WORK REQUEST:
Exclude the pictures, then quote exactly the lines from the one holding "logo in the photo above." through the last line of the records.

[SUPPLIED RECORDS — start]

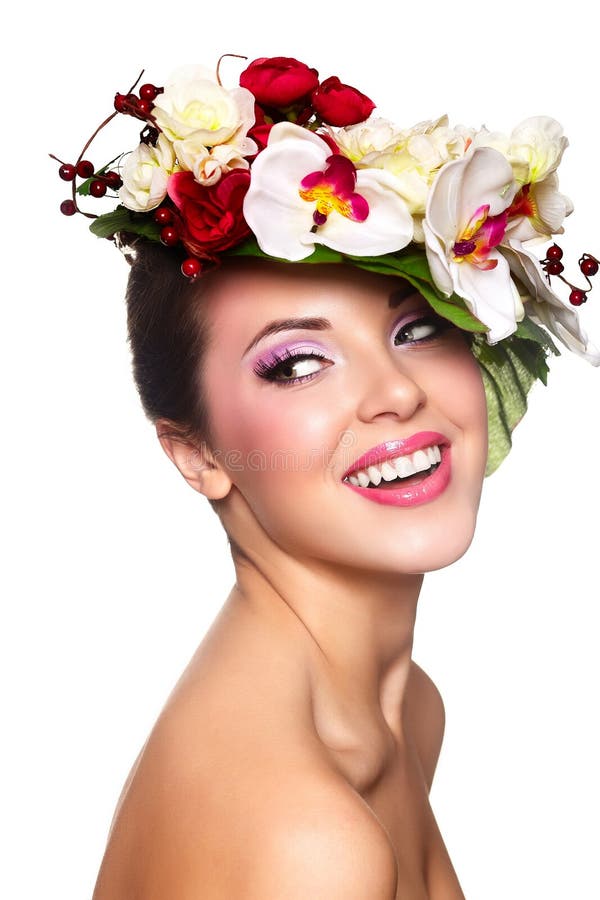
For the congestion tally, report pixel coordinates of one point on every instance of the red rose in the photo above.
(279, 80)
(211, 214)
(340, 104)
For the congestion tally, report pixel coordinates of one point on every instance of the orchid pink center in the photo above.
(479, 237)
(333, 190)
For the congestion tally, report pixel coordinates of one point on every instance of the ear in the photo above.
(196, 463)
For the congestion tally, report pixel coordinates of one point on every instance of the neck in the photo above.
(353, 628)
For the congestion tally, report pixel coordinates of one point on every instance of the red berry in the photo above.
(98, 188)
(113, 180)
(589, 265)
(85, 168)
(67, 172)
(554, 252)
(148, 92)
(144, 107)
(169, 236)
(191, 267)
(577, 297)
(163, 215)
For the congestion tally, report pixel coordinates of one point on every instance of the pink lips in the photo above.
(410, 495)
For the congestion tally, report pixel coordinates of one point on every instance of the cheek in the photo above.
(263, 435)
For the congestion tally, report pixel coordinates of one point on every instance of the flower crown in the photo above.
(295, 169)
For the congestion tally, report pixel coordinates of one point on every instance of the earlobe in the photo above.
(196, 463)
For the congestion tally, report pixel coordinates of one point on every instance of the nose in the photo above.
(388, 389)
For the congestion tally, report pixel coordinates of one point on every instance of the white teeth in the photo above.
(374, 475)
(388, 472)
(421, 461)
(402, 466)
(363, 478)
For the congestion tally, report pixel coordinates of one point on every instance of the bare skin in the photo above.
(237, 745)
(295, 755)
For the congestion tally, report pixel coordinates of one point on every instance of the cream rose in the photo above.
(145, 175)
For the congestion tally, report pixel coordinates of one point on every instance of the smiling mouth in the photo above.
(406, 470)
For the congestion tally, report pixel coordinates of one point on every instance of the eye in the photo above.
(290, 367)
(421, 330)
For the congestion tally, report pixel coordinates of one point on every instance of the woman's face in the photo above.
(293, 410)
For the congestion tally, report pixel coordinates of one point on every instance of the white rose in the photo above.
(534, 149)
(203, 109)
(145, 175)
(416, 155)
(374, 135)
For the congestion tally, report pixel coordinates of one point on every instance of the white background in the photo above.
(114, 568)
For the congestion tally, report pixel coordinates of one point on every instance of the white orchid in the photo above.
(145, 175)
(545, 307)
(301, 195)
(464, 224)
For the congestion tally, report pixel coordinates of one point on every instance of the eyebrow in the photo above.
(311, 323)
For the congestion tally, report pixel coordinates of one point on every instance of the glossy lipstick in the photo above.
(409, 495)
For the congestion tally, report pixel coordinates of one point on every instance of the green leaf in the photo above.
(84, 187)
(123, 219)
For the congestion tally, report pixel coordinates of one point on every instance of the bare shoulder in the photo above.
(287, 826)
(425, 716)
(325, 843)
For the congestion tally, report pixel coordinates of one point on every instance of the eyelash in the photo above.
(270, 371)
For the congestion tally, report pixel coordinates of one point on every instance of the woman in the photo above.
(295, 754)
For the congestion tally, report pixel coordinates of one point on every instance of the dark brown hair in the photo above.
(167, 336)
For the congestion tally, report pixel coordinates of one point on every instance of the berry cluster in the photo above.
(588, 266)
(140, 106)
(99, 182)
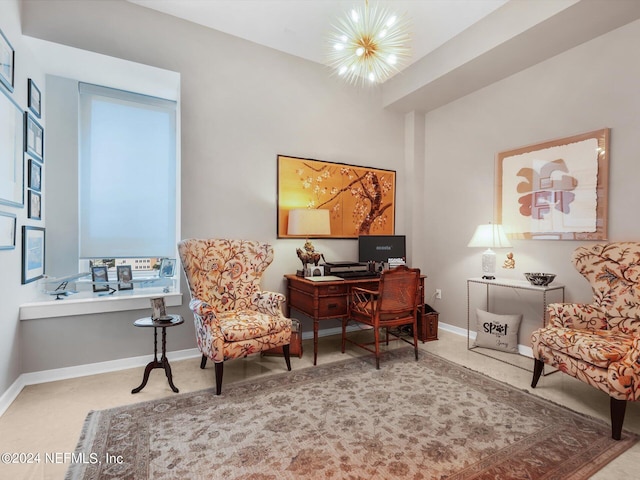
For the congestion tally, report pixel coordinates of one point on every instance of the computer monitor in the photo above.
(380, 248)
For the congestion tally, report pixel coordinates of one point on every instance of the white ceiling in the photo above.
(300, 27)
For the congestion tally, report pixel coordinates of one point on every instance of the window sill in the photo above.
(86, 303)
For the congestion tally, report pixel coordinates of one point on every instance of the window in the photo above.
(127, 174)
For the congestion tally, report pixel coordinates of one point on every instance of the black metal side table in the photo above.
(171, 321)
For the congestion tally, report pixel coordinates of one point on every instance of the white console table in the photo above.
(489, 285)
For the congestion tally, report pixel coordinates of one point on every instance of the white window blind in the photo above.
(127, 174)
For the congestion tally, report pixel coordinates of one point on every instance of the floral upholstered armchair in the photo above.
(599, 343)
(233, 317)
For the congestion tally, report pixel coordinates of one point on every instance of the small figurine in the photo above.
(509, 263)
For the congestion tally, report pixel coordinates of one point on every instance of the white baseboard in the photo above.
(56, 374)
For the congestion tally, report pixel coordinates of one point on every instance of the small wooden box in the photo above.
(427, 324)
(295, 347)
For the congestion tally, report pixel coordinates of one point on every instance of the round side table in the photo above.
(171, 321)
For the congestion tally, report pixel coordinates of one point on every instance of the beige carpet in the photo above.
(430, 419)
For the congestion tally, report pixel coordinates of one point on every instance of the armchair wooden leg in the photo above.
(618, 408)
(219, 369)
(538, 365)
(376, 333)
(287, 358)
(344, 333)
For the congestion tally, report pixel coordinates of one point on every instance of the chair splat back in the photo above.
(224, 273)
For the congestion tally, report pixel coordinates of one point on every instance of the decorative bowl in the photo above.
(540, 279)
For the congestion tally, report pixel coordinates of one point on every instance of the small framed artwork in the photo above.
(34, 137)
(33, 249)
(35, 175)
(124, 277)
(7, 231)
(100, 277)
(158, 310)
(167, 267)
(34, 99)
(7, 62)
(35, 206)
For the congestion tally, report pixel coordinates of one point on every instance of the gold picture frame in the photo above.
(556, 190)
(361, 200)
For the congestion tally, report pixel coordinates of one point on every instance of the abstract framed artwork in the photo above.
(7, 231)
(11, 152)
(361, 200)
(556, 190)
(33, 250)
(7, 62)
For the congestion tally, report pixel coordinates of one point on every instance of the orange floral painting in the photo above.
(361, 200)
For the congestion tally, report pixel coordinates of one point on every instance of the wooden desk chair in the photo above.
(394, 304)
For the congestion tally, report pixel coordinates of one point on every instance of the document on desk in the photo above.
(326, 278)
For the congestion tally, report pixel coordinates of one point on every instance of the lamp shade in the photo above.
(489, 236)
(308, 221)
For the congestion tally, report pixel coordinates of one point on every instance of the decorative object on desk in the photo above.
(314, 271)
(510, 262)
(369, 44)
(34, 99)
(100, 277)
(555, 190)
(34, 139)
(167, 267)
(7, 231)
(469, 426)
(498, 332)
(158, 310)
(11, 152)
(124, 277)
(489, 236)
(33, 250)
(540, 279)
(308, 222)
(7, 62)
(361, 199)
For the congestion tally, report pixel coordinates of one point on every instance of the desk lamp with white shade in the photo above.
(489, 236)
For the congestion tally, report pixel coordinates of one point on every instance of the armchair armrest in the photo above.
(268, 302)
(577, 316)
(624, 376)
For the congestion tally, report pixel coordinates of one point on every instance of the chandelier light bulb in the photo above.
(369, 44)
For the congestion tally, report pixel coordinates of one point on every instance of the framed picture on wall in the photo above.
(360, 200)
(11, 151)
(100, 277)
(34, 100)
(35, 175)
(35, 206)
(7, 231)
(33, 250)
(34, 137)
(7, 62)
(556, 190)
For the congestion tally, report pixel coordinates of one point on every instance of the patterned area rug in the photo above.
(430, 419)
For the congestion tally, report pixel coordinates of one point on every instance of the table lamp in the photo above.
(489, 236)
(306, 222)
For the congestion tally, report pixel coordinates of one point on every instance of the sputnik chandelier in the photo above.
(369, 44)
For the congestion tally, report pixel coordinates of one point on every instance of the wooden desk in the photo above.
(329, 300)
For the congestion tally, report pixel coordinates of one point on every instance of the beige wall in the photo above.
(590, 87)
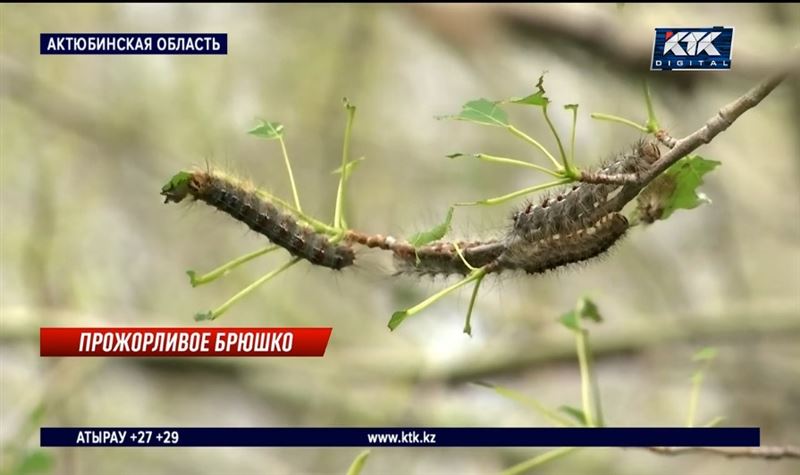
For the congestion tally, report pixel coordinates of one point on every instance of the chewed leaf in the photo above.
(481, 111)
(434, 234)
(267, 130)
(588, 309)
(538, 98)
(351, 165)
(37, 461)
(687, 174)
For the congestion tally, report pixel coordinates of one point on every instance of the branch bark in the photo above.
(763, 452)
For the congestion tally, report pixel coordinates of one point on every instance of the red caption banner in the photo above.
(157, 341)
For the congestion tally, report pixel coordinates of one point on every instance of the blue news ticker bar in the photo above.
(133, 43)
(403, 437)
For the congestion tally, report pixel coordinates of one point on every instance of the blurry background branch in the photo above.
(764, 452)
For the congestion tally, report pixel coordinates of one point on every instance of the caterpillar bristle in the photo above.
(241, 201)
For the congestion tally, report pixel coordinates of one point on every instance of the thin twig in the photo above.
(705, 134)
(764, 452)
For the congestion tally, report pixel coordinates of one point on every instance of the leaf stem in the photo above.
(338, 214)
(620, 120)
(511, 196)
(358, 463)
(216, 313)
(468, 321)
(540, 459)
(314, 223)
(512, 161)
(536, 144)
(590, 395)
(558, 139)
(289, 170)
(227, 267)
(652, 122)
(398, 317)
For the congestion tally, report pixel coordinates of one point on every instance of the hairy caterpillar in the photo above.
(242, 202)
(581, 205)
(569, 226)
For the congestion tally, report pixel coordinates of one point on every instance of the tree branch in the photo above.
(705, 134)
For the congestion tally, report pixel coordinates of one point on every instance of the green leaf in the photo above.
(397, 319)
(706, 354)
(481, 111)
(192, 278)
(585, 308)
(536, 99)
(267, 130)
(36, 462)
(575, 413)
(358, 463)
(570, 320)
(203, 316)
(687, 174)
(434, 234)
(351, 165)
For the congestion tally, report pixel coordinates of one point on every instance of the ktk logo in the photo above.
(687, 49)
(697, 42)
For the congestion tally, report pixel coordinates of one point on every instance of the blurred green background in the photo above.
(87, 141)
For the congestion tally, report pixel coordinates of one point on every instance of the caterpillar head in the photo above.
(177, 188)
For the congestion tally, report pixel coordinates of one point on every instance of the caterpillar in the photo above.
(242, 202)
(566, 227)
(536, 257)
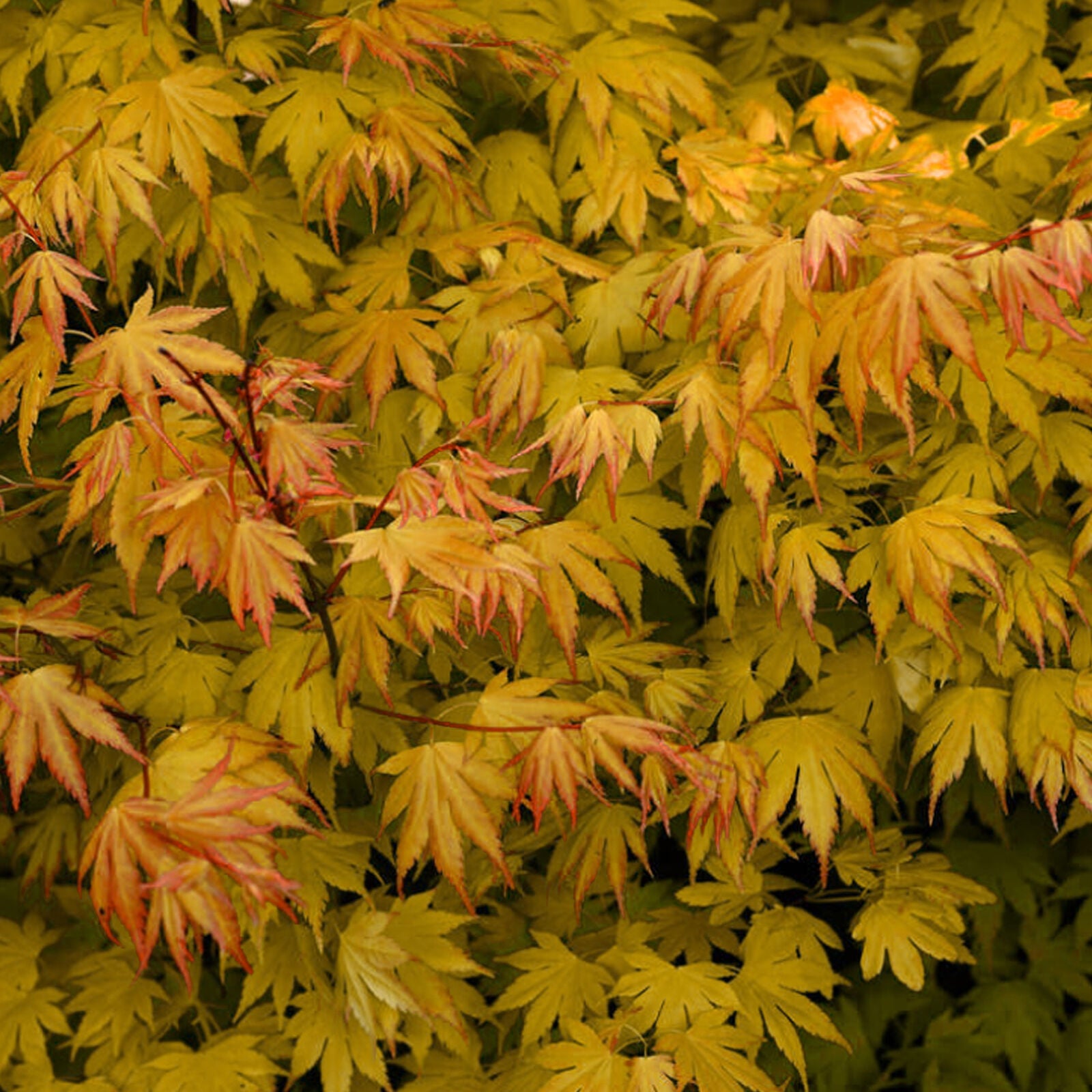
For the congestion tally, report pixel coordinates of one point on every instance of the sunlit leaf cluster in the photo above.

[SUPPLIED RECORDS — finish]

RESPONSE TO THIS EXERCISE:
For the congestion tally, report pixel coordinates of one point on every instance of the ktk logo in the photo above.
(687, 49)
(697, 42)
For the congestion tally, report pixel coordinates of one point on every instance of the blurred green background in the photo above.
(87, 141)
For the congestion tally, report pixel coordinates of one point on every instance of the caterpillar head in the photo above.
(177, 188)
For the congestion tally, report pixel coordinates of one point on every instance of the caterpillar in the photo above.
(242, 202)
(566, 227)
(536, 257)
For the congestion tally, report pixel coordinates of one point on every instance of the sunlit leaf cluster in the photo above.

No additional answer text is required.